=== Information supplied ===
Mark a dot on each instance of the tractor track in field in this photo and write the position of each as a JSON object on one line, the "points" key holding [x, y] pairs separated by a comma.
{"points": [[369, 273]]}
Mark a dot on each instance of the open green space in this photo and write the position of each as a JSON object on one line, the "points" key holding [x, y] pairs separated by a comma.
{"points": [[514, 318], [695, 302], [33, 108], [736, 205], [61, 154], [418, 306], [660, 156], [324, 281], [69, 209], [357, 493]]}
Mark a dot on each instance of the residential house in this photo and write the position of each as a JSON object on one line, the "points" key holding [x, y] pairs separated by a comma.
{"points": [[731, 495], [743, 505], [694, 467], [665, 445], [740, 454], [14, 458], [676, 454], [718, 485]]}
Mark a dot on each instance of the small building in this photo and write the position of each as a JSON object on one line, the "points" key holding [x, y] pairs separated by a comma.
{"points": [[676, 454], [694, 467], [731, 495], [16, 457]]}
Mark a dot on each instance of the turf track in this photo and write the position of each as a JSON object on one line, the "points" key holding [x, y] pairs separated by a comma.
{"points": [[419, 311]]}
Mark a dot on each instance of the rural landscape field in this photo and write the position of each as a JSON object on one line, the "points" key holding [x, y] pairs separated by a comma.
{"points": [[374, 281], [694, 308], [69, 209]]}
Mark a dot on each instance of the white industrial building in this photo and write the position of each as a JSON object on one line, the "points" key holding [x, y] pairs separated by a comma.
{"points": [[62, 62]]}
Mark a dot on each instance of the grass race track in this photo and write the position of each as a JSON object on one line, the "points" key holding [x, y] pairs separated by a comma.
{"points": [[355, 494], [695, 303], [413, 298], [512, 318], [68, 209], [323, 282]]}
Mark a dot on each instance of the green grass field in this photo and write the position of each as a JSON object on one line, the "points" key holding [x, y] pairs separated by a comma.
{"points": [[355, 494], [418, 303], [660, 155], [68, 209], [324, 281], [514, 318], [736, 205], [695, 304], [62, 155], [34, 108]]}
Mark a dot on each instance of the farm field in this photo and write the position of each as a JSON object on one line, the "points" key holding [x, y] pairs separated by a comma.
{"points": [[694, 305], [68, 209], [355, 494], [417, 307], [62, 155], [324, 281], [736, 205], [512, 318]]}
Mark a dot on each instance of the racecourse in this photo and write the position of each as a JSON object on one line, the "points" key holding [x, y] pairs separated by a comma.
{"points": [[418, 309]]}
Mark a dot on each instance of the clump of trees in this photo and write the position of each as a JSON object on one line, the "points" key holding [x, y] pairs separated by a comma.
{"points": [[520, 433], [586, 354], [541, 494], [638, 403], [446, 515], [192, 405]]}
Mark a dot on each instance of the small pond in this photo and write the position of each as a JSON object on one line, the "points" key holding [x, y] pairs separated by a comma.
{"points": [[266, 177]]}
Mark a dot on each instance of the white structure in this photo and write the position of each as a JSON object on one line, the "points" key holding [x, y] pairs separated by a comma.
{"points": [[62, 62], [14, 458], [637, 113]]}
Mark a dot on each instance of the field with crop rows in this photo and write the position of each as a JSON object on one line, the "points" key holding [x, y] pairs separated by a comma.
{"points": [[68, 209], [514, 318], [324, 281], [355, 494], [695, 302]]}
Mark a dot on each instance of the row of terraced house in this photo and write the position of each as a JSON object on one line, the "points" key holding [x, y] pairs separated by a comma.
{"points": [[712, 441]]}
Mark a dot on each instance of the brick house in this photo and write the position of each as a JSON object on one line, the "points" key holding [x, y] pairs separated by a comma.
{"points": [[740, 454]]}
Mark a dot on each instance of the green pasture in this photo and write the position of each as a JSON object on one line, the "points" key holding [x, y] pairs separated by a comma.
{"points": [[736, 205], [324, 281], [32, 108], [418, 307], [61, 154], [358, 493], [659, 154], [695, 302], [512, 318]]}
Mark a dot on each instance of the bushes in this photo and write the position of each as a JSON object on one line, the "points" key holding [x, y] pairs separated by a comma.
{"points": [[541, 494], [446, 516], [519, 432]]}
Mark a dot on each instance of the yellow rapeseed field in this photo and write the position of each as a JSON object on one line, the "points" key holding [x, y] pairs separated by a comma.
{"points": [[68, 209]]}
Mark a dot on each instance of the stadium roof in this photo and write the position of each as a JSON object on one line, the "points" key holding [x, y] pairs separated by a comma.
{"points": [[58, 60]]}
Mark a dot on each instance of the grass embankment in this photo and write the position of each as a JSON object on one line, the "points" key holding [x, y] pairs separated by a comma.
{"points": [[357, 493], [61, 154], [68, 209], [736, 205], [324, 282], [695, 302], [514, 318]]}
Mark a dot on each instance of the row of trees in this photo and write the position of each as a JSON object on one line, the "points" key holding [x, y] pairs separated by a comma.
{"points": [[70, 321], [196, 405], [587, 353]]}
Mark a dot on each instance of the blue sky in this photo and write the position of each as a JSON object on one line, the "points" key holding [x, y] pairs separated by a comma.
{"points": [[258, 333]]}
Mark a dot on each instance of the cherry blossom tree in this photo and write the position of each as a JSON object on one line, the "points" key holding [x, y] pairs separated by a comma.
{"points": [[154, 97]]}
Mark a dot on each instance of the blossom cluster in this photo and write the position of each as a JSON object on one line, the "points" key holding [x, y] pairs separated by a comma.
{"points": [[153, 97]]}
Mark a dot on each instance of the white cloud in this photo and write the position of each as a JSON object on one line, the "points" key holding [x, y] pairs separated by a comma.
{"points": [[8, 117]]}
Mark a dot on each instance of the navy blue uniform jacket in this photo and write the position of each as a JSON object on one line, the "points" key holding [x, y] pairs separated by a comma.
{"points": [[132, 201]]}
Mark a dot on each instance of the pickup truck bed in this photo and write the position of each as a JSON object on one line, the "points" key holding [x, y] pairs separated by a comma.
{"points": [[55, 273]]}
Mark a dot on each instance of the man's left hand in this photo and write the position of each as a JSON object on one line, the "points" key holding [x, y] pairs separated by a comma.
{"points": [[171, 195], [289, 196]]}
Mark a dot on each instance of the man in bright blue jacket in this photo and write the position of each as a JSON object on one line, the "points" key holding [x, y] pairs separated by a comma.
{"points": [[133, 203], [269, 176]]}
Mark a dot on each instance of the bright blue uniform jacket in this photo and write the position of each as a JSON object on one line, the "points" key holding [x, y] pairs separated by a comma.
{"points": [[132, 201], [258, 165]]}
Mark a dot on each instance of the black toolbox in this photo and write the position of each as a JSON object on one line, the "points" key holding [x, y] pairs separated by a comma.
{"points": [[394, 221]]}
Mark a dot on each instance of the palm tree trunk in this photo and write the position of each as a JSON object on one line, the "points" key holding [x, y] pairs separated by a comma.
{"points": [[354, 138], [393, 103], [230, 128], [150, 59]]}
===
*Aim of the task*:
Word for word, print the listing above once more.

*Answer*:
Mark a dot on each instance of the tractor track in field in this photo and write the position of each as a JSON object on one line, the "points" key holding [x, y] pairs separated by a comma.
{"points": [[369, 273]]}
Mark a dot on each instance of the open green space in this photo and write the position of each as a JSON object on one line, the "points" key holding [x, y] pairs separated by a comma.
{"points": [[514, 318], [695, 302], [33, 108], [736, 205], [61, 154], [418, 306], [660, 156], [324, 281], [69, 209], [357, 493]]}
Mark a dot on each instance of the residential house in this photo and write the position of each as a JSON object on one line, the "points" key holding [x, y] pairs separated by a comma.
{"points": [[731, 495], [743, 505], [694, 467], [665, 445], [740, 454], [14, 458], [676, 454], [718, 485]]}
Mark a dot on each instance of the small building in this photo and write the position of each as a JSON object on one line, the "points" key holding [x, y] pairs separated by a comma.
{"points": [[676, 454], [694, 467], [731, 495], [16, 457]]}
Mark a dot on each instance of the turf track in this photo and write the position of each as a JSON object on one line, the "points" key holding [x, y] pairs separated by a comma.
{"points": [[419, 311]]}
Mark a dot on each instance of the rural landscape field in this photo and write the position of each as a JSON object on one line, the "points" key holding [x, y] pairs separated by a comma.
{"points": [[374, 281], [694, 308], [69, 209]]}
Mark a dot on each instance of the white industrial building in this photo and write the position of each as a JSON object on one line, the "points" key holding [x, y] pairs separated by a comma.
{"points": [[62, 62]]}
Mark a dot on each instance of the grass race track in this photo and write the position of each as a JSON object on one line, the "points" key holding [x, y] pairs separated by a comma.
{"points": [[355, 494], [695, 303], [413, 298], [512, 318], [68, 209], [323, 282]]}
Mark a dot on each instance of the green grass field in this photo and write the position of each as a JSON object on one line, the "points" key holding [x, y] pairs separated by a comma.
{"points": [[355, 494], [418, 303], [660, 155], [68, 209], [324, 281], [514, 318], [736, 205], [695, 304], [62, 155], [34, 108]]}
Mark a dot on each instance of the farm field in this photo and write the position of each as a JSON object on one line, the "points" key holding [x, y] pairs separated by a comma.
{"points": [[694, 305], [68, 209], [355, 494], [417, 307], [62, 155], [324, 281], [736, 205], [512, 318]]}
Mark a dot on each instance of the racecourse in this photo and write the position of each as a JSON object on one line, the "points" key holding [x, y] pairs separated by a comma.
{"points": [[418, 309]]}
Mark a dot on each instance of the clump of trees in this photo and write the position of each as a JSON object on one line, the "points" key holding [x, y] pairs separated by a comma.
{"points": [[520, 433], [586, 354], [541, 494], [638, 403], [446, 515], [192, 405]]}
Mark a dot on each instance of the small pond in this photo and write the position of each as a JSON object on one line, the "points" key holding [x, y] pairs separated by a comma.
{"points": [[266, 177]]}
Mark a dot on each instance of the white structure in this photo and write the position of each as a JSON object on one line, the "points" key holding [x, y] pairs separated by a comma.
{"points": [[62, 62], [14, 458], [637, 113]]}
Mark a dot on each instance of the field with crop rows in this photo and write the position of each as a JSON object on one line, the "points" key holding [x, y] pairs separated by a comma.
{"points": [[68, 209], [514, 318], [324, 281], [355, 494], [695, 302]]}
Mark a dot on each instance of the row of terraced house in this photo and write the position of each as a JSON object on one line, the "points" key holding [x, y] pairs separated by a comma.
{"points": [[712, 441]]}
Mark a dot on each instance of the brick house in this photo and write the position of each as a JSON object on one line, the "points" key holding [x, y] pairs separated by a comma.
{"points": [[740, 454]]}
Mark a dot on each instance of the green pasture in this photo and write the position of each as a JSON object on one line, the "points" key holding [x, y] pairs separated by a comma.
{"points": [[736, 205], [324, 281], [32, 108], [418, 307], [61, 154], [358, 493], [659, 154], [695, 302], [512, 318]]}
Mark a dot on each instance of the bushes in this photo and write the position of each as a JSON object on one line, the "points" key holding [x, y] pairs separated by a comma.
{"points": [[541, 494], [446, 516], [519, 432]]}
Mark a dot on each instance of the yellow rapeseed field in this photo and write the position of each as a JSON object on one line, the "points" key holding [x, y] pairs separated by a comma.
{"points": [[68, 209]]}
Mark a dot on each instance of the stadium roof in this photo and write the position of each as a JSON object on one line, the "points" key holding [x, y] pairs separated by a comma.
{"points": [[58, 60]]}
Mark a dot on each instance of the grass embankment in this photo and write the position of each as a JSON object on one line, the "points" key holding [x, y] pairs separated by a comma.
{"points": [[357, 493], [61, 154], [68, 209], [736, 205], [324, 282], [695, 302], [514, 318]]}
Mark a dot on each instance of the row of trees in this photo and write the position of each as a JSON object on one line, the "points" key holding [x, y] pairs separated by a comma.
{"points": [[70, 321], [196, 405], [587, 353]]}
Mark a dot on each instance of the blue sky in this photo and write the position of each as a JSON object on one line, the "points" key holding [x, y] pairs separated by a comma.
{"points": [[258, 333]]}
Mark a dot on each instance of the cherry blossom tree in this photo and write the position of each as a JSON object on one line, the "points" key holding [x, y] pairs separated by a comma.
{"points": [[154, 97]]}
Mark a dot on each instance of the blossom cluster in this photo and write the position of each as a JSON object on one line, the "points" key holding [x, y] pairs separated by a comma.
{"points": [[153, 97]]}
Mark a dot on each instance of the white cloud in this photo and write the position of each as a JSON object on one line, the "points" key holding [x, y] pairs separated by a comma.
{"points": [[8, 117]]}
Mark a dot on each instance of the navy blue uniform jacket in this photo and write the position of each as a JSON object on one line, the "points" key holding [x, y] pairs separated by a comma.
{"points": [[132, 201]]}
Mark a dot on each instance of the pickup truck bed in this photo and write the position of each as a JSON object on one line, the "points" key holding [x, y] pairs separated by a comma.
{"points": [[55, 273]]}
Mark a dot on each instance of the man's left hand in this photo and write the position of each as a JSON object on one line, the "points" key holding [x, y] pairs separated by a comma.
{"points": [[171, 195], [289, 196]]}
Mark a dot on each instance of the man in bright blue jacket in this photo and write the position of each as a JSON object on one line, the "points" key holding [x, y] pairs separated by a comma.
{"points": [[133, 203], [269, 176]]}
Mark a dot on each instance of the bright blue uniform jacket in this photo and write the position of each as a JSON object on one line, the "points" key holding [x, y] pairs separated by a comma.
{"points": [[132, 201], [258, 165]]}
Mark a dot on each instance of the black toolbox in this photo and write the position of each as a JSON object on one line, the "points" key holding [x, y] pairs separated by a comma.
{"points": [[394, 221]]}
Mark a dot on each instance of the palm tree trunk in this photo and write the position of each as a JSON object on one line, the "points" key holding [x, y] pairs separated by a comma.
{"points": [[354, 138], [393, 103], [230, 128], [150, 59]]}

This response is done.